DOCUMENT PASSAGE:
|---|

February 22, 2014 / Sandwich Range Traverse / Tripyramid's, Whiteface, & Passaconaway / GPS / Photo Album
The following weekend, it was the dreaded Sandwich Range Traverse.  This hike is always rough and tough. The snow was waterlogged, and between South Tripyramid and Whiteface, my socks had become totally drenched.  It was a cold day, and as afternoon came, the temperature dropped drastically.  I broke trail from South Tripyramid all the way to the Drakes Brook Trail, which did my socks in.  Just before Passaconaway, it was so cold, but I had to change my socks.  I kept myself moving by firing up the Esbit stove to make some hot chocolate while I changed socks.  It was a relief, but my feet did not really warm up again. I just hoped they weren't going to be purple at the end of this one.  I hit the summit of Passaconaway, taking in a beautiful orange sunset glow from the viewpoint.  The summit of Passaconway was my 48th peak on my 4th Round of the WM48, and the 48th of 48 in the month of February.  Crazy that February is the first month I've gridded.  It was another dark and windy hike out on the Dicey's Mill Trail, but it was clear, and quite possibly the most stars I've seen in one spot, as I crossed the fields back to my car.  After getting back to my car, I stopped for some food, and I drove straight to Lincoln Woods to car camp before getting an early as possible start to Owl's Head.
View from Middle Tripyramid

Blow downs and unbroken trail on Rollins Trail

Mt. Passaconaway from the Rollins Trail

Sunset from Passaconaaway

February 23, 2014 / Owl's Head & Tecumseh / Owl's Head GPS / Tecumseh GPS / Photo Album
Every time I car camped, I ended up starting an hour or two later than planned because it was so hard to get myself going.  The Black Pond and Brutus bushwhacks were nicely broken out (I was aware they would be), so I enjoyed a nice winter hike to Owl's Head.  It was extremely cold that day, and I ran into some others on the trail.
A view from the Brutus Bushwhack to Owl's Head 
After Owl's Head, I drove to Mt. Tecumseh, and fitted my smaller pack with my trusty sled.  I hit the summit of Tecumseh right at sunset, and I have to say it was my favorite summit of Tecumseh ever to date.  Next, I sled down from the summit in an epic night time sled ride, my 3rd time descending Tecumseh on sled. I hit a top speed of 20mph! It was a great way to end another six peak weekend.

|---|

Point labeling dataset excerpts

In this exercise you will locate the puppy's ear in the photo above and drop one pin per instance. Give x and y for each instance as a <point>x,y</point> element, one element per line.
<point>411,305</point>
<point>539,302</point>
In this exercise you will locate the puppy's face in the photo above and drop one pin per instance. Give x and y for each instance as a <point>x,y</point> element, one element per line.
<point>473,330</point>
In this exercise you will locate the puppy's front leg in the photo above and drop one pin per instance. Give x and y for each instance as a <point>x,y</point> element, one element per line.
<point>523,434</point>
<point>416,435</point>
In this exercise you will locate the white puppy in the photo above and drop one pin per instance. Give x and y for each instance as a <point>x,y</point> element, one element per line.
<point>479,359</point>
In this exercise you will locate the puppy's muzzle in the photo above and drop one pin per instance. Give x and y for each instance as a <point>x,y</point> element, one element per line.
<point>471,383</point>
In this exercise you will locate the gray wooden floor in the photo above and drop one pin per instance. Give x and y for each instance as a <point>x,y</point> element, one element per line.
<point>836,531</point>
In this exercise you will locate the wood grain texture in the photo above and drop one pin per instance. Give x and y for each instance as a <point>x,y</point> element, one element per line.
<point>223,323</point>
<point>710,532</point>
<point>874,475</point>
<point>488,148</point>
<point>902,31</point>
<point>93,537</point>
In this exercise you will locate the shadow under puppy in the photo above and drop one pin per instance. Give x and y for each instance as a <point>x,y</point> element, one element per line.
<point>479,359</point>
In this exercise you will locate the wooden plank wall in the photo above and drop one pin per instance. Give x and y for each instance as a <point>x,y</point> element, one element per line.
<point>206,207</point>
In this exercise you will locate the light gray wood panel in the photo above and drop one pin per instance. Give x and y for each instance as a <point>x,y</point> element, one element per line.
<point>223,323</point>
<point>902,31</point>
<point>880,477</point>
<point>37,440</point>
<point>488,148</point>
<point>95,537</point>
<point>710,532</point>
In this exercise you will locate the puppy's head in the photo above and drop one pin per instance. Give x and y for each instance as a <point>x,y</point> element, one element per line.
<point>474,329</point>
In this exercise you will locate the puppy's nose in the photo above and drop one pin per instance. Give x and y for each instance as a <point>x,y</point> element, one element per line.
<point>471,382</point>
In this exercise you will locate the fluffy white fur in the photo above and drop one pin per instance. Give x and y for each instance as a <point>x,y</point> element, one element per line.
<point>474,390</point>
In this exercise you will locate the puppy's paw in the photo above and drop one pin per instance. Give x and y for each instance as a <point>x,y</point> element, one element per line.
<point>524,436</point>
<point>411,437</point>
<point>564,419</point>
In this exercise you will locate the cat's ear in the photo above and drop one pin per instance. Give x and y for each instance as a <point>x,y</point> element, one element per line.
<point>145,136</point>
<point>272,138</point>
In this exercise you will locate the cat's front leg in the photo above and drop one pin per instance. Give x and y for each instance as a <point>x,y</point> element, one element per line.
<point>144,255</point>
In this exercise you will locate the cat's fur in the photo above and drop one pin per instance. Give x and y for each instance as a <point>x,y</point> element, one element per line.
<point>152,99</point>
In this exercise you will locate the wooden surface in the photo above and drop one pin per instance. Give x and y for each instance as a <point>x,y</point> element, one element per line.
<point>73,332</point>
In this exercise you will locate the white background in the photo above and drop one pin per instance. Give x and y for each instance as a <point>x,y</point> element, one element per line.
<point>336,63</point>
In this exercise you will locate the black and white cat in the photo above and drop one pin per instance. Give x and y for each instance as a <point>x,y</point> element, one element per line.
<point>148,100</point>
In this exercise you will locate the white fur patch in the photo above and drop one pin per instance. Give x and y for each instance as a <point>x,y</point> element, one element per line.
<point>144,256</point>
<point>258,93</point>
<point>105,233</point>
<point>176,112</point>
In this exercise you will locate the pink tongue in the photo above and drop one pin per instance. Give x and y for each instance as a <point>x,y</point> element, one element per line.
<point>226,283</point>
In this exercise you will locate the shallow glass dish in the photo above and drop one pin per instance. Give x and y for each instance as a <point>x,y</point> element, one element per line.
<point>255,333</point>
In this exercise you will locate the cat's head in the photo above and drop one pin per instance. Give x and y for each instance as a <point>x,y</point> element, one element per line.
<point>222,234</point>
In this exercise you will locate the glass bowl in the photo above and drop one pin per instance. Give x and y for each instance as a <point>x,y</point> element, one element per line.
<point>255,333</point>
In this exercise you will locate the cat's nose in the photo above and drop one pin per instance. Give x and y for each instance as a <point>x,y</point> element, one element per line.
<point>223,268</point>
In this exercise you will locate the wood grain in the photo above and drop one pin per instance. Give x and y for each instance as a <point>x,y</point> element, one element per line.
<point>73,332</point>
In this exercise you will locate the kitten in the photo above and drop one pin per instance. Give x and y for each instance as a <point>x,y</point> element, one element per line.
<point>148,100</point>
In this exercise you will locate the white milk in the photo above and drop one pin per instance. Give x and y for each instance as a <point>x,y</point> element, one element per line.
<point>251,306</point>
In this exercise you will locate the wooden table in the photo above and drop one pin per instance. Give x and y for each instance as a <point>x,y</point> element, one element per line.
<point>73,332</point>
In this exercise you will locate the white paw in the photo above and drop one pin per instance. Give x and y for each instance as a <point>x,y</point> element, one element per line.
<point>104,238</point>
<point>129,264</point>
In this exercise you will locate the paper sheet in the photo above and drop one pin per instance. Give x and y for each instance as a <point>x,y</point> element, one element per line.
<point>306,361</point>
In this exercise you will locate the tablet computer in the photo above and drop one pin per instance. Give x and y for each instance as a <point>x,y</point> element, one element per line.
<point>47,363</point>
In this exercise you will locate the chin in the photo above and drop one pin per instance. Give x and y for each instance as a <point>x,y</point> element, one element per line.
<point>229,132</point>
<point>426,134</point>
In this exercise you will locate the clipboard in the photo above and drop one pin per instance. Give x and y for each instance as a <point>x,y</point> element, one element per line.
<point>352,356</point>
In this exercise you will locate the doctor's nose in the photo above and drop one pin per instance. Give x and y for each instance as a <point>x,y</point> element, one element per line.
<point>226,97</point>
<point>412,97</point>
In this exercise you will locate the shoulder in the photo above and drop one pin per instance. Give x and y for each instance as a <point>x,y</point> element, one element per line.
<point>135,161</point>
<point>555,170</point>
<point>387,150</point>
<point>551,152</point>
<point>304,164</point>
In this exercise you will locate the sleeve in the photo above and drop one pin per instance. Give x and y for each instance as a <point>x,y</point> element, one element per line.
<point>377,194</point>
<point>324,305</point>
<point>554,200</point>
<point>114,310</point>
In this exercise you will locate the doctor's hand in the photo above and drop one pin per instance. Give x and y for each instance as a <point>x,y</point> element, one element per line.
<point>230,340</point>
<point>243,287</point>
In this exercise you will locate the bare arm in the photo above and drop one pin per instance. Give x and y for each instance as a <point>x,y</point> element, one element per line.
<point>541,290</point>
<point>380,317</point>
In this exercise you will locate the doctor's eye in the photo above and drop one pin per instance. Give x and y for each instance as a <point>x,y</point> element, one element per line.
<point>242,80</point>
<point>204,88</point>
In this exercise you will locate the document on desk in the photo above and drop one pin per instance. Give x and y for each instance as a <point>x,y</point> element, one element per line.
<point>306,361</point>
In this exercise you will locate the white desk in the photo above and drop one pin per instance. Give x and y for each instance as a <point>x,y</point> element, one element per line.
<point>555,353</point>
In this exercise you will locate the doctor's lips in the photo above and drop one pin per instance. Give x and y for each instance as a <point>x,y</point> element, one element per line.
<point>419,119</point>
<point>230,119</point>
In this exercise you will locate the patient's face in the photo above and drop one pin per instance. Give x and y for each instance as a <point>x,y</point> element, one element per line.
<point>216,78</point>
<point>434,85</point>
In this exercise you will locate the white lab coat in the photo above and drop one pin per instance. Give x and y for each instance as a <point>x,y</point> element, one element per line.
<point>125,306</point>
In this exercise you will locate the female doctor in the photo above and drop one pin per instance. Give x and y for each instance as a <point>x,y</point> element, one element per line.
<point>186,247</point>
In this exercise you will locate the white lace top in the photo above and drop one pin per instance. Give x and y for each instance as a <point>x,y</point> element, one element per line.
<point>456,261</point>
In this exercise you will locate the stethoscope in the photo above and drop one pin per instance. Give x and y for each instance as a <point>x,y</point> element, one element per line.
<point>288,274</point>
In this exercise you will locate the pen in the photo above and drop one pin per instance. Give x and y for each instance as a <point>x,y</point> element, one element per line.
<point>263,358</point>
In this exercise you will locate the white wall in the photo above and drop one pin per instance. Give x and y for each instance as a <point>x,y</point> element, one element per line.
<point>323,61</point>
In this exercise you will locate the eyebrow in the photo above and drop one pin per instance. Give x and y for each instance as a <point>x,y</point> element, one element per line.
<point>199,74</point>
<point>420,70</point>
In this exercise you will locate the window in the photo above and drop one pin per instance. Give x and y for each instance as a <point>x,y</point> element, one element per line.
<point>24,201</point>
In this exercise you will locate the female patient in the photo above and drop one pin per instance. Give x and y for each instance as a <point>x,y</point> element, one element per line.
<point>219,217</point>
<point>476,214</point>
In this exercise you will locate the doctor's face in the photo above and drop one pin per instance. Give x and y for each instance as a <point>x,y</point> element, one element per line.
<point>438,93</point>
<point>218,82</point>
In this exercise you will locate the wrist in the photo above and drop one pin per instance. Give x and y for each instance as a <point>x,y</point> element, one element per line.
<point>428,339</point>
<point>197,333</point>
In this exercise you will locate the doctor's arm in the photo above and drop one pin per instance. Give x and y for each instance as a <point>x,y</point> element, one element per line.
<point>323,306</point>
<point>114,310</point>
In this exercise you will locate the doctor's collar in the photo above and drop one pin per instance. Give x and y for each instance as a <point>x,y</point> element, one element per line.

|---|

GIVEN INSTRUCTION 1:
In the records, replace "wooden floor" with "plank floor" and give back only the lines from the line with "In this exercise you will locate the gray" up to and including the line with "<point>836,531</point>", leaving everything else unchanged.
GIVEN INSTRUCTION 2:
Continue the winter hiking account from where it stops.

RIGHT ANSWER 1:
In this exercise you will locate the gray plank floor in the photo above and drop one pin per instance. Give x and y for each instance as a <point>x,y</point> element, one element per line.
<point>836,531</point>

RIGHT ANSWER 2:
The Tripyramids from Tecumseh Trail 
Sunset on Mt. Tecumseh summit
March 1, 2014 / Presidential Traverse / Pierce, Eisenhower, Monroe, Washington, Jefferson, Adams, & Madison / GPS / Photo Album
Originally, I didn't plan for this crazy back-to-back of the Presidential and Wildcat-Carter-Moriah Range, but it fell into place, and either way, once again, I needed to try and get as many of these peaks as I could.  It was extremely cold, but I had excellent trail conditions on both hikes.  I battled single digit temperatures with minus 30 wind chills on the Presidential Traverse. I had a spectacular morning view from Pierce and Eisenhower, reached the summit of Mt. Washington for the 16th time and 6th time in winter, and raced ahead of impending weather on the Northern Presidentials.  I met my Dad in perfectly planned time for the car spot ride back to my car.  That night, me and my Dad enjoyed a great dinner at Horsefeather's in Conway.  Right after dinner, I drove to the Pinkham Notch Visitor Center, where I once again car camped.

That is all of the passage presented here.